::: PROVIDED MATERIAL
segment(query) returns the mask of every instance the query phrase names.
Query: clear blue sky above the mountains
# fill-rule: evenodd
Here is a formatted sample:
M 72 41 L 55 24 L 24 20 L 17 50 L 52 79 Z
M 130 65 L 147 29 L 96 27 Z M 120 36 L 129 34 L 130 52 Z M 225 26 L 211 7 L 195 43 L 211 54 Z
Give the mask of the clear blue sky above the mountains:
::::::
◆ WORK INSTRUCTIONS ◆
Filter the entries down to the lines with the word "blue" in them, and copy those lines.

◆ ANSWER TO THE PROBLEM ◆
Query: clear blue sky above the mountains
Give the mask of the clear blue sky above the mountains:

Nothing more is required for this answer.